** DATA FOR THE TASK follows **
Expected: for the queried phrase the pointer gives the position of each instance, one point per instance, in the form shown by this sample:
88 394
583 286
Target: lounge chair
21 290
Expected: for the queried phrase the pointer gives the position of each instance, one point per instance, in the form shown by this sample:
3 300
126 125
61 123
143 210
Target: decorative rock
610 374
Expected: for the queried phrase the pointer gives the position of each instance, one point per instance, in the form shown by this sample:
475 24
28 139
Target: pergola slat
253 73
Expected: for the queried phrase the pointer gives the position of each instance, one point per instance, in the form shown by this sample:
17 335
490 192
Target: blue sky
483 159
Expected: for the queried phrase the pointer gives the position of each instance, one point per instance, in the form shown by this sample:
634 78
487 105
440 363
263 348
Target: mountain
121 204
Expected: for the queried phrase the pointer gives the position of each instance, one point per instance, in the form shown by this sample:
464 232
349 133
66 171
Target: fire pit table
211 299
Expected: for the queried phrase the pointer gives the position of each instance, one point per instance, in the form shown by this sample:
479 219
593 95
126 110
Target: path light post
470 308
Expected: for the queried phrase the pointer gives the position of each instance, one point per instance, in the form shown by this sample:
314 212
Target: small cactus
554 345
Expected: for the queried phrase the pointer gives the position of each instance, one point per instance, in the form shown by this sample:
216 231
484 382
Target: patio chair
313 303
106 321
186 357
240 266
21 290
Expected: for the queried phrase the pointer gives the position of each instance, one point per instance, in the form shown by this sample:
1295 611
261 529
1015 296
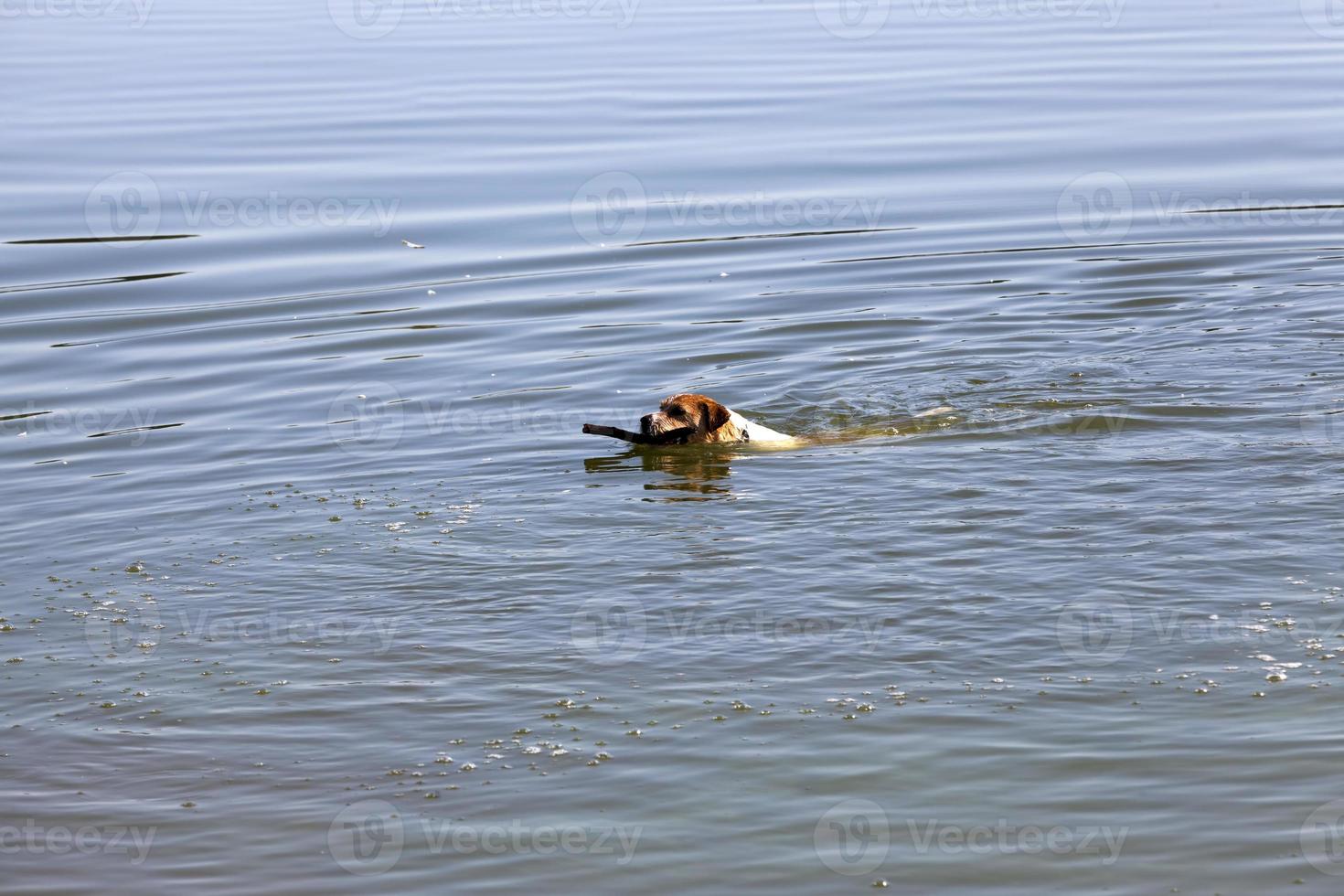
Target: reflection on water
689 472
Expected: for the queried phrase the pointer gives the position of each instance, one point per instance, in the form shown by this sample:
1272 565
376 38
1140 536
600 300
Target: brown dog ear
715 414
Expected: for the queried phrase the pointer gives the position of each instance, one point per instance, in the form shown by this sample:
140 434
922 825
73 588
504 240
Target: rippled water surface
312 583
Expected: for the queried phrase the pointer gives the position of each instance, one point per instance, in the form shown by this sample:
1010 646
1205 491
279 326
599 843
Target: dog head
687 409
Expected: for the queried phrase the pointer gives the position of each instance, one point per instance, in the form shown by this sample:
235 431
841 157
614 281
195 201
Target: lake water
312 584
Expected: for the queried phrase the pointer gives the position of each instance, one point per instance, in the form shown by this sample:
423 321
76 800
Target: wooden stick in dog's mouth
671 437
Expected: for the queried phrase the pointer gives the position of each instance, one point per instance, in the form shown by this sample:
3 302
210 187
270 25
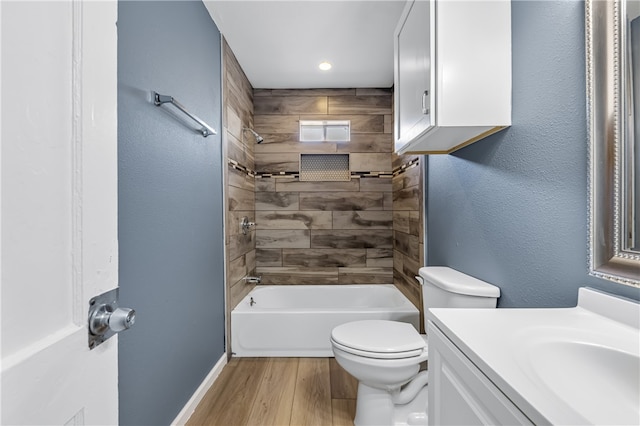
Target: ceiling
279 44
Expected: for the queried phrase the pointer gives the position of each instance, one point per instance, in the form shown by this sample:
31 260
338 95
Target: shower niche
324 167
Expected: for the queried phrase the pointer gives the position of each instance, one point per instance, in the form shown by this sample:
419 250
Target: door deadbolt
106 318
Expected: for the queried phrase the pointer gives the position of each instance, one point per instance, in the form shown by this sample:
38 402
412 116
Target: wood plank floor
279 392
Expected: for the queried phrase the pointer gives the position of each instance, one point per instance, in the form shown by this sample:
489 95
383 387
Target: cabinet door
413 72
459 393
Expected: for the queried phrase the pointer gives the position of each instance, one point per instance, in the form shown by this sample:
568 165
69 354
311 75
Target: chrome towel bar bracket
159 99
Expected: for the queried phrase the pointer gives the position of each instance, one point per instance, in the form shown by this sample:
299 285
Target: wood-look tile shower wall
408 227
367 230
240 187
324 232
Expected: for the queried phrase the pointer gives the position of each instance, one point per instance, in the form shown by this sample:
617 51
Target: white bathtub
296 320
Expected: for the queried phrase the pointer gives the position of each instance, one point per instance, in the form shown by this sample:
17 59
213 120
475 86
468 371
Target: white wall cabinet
459 393
452 74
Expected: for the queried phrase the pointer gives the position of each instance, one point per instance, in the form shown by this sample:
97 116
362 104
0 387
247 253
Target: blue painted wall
170 207
512 209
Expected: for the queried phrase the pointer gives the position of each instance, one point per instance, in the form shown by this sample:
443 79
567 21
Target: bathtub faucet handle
253 280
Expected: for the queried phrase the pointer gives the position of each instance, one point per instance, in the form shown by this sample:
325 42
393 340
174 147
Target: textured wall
240 195
324 232
512 209
170 220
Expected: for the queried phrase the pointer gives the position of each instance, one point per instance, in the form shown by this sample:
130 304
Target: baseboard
197 396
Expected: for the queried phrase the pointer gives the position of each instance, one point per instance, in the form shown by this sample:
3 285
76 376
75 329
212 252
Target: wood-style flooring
279 392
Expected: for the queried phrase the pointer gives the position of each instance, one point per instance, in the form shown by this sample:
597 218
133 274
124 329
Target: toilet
385 356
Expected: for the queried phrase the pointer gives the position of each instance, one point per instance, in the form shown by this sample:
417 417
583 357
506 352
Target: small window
325 130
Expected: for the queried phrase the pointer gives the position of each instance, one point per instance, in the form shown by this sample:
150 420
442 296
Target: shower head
259 138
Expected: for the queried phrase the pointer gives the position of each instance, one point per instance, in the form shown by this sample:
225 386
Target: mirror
613 102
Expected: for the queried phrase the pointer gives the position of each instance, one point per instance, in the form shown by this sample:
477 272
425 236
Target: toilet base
376 407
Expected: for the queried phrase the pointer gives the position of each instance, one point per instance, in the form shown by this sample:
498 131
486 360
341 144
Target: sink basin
558 366
598 376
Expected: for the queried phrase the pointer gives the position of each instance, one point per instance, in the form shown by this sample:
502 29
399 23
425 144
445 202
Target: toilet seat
379 339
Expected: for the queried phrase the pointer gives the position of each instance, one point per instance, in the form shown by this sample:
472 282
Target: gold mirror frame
** End of DATA FOR THE TASK **
■ PROBLEM DESCRIPTION:
Retype the lines beginning at the one containing "Target: sink basin" and ending at the final line of the material, both included.

■ EXERCISE SOLUTION:
Target: sink basin
558 366
598 376
Expected: for the queried phrase the pointer gives the position of each instance, one point per instance, in the form shown by this sample:
502 29
399 23
425 144
445 202
Target: toilet seat
379 339
Expected: for the queried phrase the pointer gives the position of each instance, one point per instance, in the form shown by this sample:
472 282
Target: gold mirror frame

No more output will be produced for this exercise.